- Text excerpt
Ok it's definitely different......I think it's very different from what they usually do / create. It does have some track s I like & some....eh. I think this is one of they're cd's you'll either love it or not....... 
each person's taste & what they expect (ed) from MS.

I'm in the middle on it myself, but I'm glad I have it ! Maybe just takes a few times to listen to it to "soak-in"......


----------



## 22606 (Aug 11, 2008)

georgekillian said:


> I wish they could have included the stuff they did for HHN, but I imagine Universal holds the rights to those pieces.


_RealPlayer_ allows you to download videos from Youtube and convert them to mp3's, or whichever audio format you prefer. I in no way advocate using the program to do so, and you didn't hear it from me...


----------



## Dark lord (Jan 8, 2007)

Nor do I advocate the free download video helper on Fireofox, or youtube-mp3.org....


----------



## creepyhomemaker (May 10, 2008)

- Work task A
Which dates appear in the post headers of the forum thread? List all of them.

- Data to process
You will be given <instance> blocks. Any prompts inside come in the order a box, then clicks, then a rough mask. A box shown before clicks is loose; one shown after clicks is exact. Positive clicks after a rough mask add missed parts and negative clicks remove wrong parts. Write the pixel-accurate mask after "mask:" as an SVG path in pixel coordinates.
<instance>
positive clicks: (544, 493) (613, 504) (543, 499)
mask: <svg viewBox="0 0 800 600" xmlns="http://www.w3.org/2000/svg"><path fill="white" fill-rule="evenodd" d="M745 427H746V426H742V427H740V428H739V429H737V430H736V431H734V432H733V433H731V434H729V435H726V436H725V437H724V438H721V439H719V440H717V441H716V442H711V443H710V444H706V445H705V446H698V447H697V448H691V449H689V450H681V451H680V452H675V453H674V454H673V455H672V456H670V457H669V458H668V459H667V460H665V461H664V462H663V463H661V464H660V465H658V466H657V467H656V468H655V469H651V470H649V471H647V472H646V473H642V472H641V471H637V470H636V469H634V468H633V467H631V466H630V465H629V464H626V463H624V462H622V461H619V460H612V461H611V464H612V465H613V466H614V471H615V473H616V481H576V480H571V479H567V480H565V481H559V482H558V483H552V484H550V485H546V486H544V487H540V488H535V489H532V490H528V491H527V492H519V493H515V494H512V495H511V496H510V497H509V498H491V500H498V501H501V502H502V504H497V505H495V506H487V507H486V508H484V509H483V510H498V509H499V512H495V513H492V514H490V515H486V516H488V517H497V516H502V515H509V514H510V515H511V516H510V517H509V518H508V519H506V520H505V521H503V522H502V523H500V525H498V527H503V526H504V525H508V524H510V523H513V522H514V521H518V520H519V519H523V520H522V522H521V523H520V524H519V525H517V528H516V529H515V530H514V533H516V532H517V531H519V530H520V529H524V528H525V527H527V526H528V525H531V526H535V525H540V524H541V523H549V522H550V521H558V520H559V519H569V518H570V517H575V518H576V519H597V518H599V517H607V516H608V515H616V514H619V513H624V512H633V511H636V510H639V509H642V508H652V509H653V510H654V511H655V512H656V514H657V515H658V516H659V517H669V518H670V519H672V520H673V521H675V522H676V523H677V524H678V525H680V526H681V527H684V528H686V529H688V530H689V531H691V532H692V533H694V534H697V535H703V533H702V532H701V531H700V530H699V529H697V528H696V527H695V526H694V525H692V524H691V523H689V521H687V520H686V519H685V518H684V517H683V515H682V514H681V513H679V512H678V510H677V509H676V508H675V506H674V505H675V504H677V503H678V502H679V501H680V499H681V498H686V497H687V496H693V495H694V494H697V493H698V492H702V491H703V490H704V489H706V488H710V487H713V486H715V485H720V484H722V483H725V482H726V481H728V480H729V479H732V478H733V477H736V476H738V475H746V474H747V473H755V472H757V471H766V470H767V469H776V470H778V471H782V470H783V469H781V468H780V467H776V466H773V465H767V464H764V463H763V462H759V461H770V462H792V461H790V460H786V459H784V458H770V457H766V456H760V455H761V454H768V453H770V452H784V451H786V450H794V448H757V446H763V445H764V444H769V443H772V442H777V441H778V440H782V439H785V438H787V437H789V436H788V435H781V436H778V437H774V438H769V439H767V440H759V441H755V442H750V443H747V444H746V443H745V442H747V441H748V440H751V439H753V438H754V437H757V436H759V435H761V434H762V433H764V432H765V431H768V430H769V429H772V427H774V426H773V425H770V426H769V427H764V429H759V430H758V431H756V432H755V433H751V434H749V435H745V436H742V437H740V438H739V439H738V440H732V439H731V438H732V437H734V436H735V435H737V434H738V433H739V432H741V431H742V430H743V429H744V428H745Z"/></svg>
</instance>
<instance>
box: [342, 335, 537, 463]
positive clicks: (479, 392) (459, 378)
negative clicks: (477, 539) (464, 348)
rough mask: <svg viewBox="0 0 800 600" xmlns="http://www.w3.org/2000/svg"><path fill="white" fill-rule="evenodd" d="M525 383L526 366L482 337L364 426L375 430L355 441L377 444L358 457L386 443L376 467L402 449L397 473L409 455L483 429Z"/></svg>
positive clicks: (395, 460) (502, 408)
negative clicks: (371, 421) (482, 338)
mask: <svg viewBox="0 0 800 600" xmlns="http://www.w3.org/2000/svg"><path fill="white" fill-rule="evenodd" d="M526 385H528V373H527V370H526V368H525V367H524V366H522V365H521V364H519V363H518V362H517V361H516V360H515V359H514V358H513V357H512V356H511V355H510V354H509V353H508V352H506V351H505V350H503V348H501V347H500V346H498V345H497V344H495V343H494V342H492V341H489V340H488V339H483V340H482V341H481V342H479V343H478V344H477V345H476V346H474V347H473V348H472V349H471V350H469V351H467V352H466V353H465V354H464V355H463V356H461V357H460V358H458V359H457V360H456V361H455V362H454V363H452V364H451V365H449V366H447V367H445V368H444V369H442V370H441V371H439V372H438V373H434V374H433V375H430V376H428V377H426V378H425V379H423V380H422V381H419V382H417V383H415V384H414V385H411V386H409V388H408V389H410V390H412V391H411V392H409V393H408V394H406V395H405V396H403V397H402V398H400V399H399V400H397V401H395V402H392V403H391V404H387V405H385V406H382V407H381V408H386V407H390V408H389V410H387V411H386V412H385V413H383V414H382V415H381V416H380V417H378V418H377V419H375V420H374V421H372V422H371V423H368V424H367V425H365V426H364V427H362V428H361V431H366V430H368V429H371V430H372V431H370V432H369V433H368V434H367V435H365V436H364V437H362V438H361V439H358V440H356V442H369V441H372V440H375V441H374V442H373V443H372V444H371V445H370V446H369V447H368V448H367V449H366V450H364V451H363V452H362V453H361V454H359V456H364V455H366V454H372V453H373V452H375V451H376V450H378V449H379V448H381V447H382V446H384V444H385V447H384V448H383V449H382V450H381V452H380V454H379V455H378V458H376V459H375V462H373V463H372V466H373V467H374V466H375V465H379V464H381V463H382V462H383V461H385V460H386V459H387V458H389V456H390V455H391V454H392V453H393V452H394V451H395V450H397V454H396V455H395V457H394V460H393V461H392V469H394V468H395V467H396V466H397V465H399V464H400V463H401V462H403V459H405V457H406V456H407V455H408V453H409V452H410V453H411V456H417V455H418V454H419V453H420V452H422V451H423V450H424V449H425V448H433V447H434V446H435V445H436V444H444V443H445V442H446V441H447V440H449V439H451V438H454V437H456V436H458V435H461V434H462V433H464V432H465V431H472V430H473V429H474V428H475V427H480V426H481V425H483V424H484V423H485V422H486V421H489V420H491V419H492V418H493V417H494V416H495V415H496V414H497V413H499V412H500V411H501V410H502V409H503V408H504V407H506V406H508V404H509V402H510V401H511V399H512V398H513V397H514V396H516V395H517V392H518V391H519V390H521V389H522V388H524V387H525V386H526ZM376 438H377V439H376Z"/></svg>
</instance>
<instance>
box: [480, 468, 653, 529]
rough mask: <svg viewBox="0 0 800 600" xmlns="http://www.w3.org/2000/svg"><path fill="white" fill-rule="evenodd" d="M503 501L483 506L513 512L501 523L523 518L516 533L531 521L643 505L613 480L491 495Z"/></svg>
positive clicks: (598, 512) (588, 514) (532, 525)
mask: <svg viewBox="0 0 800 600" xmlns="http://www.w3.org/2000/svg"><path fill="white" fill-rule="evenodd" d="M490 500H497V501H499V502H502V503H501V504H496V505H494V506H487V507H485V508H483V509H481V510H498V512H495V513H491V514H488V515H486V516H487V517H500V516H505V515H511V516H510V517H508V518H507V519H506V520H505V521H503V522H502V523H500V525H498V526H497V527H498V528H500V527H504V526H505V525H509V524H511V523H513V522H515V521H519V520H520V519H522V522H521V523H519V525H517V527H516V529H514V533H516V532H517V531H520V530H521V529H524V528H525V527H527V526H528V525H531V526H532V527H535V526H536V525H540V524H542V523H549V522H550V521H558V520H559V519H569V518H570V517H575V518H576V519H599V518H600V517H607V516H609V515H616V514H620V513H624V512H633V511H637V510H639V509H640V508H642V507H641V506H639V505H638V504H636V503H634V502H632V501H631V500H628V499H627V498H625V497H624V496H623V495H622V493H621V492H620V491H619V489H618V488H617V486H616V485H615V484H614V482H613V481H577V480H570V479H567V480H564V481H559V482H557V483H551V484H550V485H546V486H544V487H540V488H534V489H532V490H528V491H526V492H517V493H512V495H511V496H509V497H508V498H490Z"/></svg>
...
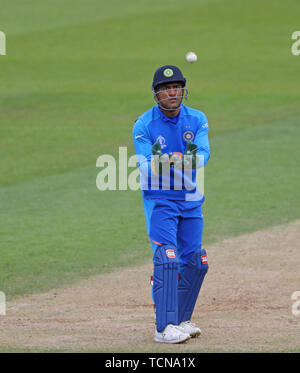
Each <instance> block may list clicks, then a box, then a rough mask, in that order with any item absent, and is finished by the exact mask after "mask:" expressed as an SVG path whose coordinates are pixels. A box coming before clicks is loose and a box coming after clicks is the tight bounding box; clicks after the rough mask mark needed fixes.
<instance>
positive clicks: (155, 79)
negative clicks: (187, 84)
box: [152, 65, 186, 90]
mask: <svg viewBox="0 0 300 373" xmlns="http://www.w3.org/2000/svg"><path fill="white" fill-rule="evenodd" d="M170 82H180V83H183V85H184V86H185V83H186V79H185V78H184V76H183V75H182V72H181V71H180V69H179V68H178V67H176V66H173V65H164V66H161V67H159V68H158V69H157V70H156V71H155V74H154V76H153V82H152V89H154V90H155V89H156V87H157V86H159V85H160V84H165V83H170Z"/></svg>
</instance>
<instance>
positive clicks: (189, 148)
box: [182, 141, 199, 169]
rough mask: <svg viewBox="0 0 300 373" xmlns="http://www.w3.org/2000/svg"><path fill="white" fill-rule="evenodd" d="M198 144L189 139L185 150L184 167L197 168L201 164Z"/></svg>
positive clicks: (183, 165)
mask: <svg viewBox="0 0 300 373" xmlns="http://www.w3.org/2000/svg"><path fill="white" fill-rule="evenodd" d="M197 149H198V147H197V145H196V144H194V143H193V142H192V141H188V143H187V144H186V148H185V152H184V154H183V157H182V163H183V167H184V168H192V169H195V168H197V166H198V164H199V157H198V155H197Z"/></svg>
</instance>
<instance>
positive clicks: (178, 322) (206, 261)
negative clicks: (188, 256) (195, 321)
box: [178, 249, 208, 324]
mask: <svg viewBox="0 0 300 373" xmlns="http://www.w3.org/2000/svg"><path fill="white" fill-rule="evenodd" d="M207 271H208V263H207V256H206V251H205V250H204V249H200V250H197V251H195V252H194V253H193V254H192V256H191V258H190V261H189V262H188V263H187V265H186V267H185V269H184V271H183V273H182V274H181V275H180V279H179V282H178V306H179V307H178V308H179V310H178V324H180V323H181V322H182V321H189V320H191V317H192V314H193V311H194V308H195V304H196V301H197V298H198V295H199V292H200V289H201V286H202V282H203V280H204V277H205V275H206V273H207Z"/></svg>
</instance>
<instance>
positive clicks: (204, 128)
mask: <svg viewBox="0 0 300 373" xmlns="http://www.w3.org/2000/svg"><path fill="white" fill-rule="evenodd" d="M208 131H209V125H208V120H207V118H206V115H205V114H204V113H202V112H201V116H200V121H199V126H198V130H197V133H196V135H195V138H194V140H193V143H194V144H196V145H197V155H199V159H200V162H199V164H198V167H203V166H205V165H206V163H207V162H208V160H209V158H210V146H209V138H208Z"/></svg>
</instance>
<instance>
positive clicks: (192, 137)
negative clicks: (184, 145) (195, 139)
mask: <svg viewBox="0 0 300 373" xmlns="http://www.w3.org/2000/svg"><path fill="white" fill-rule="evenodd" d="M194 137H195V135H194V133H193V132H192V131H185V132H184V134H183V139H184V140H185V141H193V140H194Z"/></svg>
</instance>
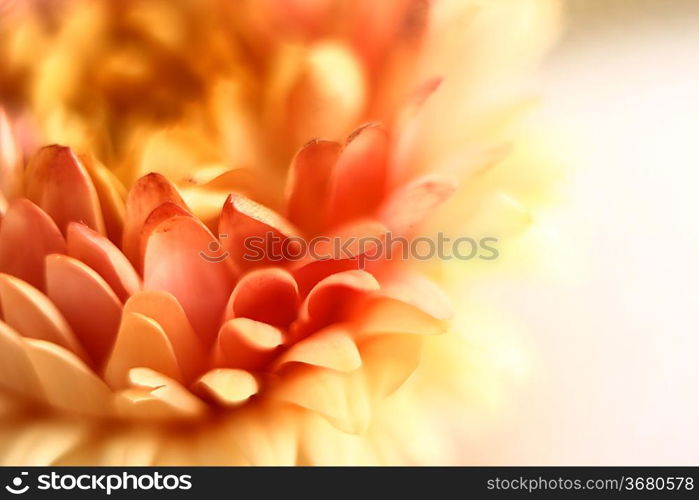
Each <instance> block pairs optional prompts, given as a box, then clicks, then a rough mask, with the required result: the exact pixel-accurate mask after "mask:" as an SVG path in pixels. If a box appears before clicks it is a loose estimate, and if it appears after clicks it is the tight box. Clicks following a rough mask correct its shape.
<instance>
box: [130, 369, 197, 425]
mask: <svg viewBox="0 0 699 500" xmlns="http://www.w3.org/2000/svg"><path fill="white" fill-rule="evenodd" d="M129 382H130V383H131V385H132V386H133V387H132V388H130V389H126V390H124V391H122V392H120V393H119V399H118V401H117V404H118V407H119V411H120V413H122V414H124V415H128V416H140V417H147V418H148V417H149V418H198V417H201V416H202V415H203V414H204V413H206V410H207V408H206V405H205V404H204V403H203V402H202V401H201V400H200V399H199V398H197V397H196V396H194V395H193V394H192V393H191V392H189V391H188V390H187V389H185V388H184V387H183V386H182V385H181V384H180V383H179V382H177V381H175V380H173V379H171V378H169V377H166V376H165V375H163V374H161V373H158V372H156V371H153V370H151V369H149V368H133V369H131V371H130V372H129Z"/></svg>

- Work task B
Can you turn the lines in the records from the one containing "Each <instance> block may" up to and including the one containing "box: [182, 141, 199, 169]" into a numbered list, leaving out blank lines?

- Exercise response A
Aug 11, 2008; Jan 8, 2007; May 10, 2008

- Exercise response B
1. Each <instance> block may list clicks, then a box, then a rough mask, in that order with any item absent, and is finished by the exact mask after "mask:" expressed as an SVG path whose coordinates are pixels. A box coming before clicks is loose and a box coming after clicks is the tight bounding box; clicks after the rough mask mark needed fixes.
2. <instance>
3. positive clicks: (155, 79)
4. negative clicks: (187, 84)
5. box: [152, 65, 186, 90]
6. mask: <svg viewBox="0 0 300 373" xmlns="http://www.w3.org/2000/svg"><path fill="white" fill-rule="evenodd" d="M170 82H180V83H183V85H184V86H185V83H186V79H185V78H184V76H183V75H182V72H181V71H180V69H179V68H178V67H176V66H173V65H164V66H161V67H159V68H158V69H157V70H156V71H155V74H154V76H153V82H152V89H154V90H155V89H156V87H157V86H159V85H160V84H165V83H170Z"/></svg>
7. </instance>
8. <instance>
9. positive clicks: (189, 148)
10. box: [182, 141, 199, 169]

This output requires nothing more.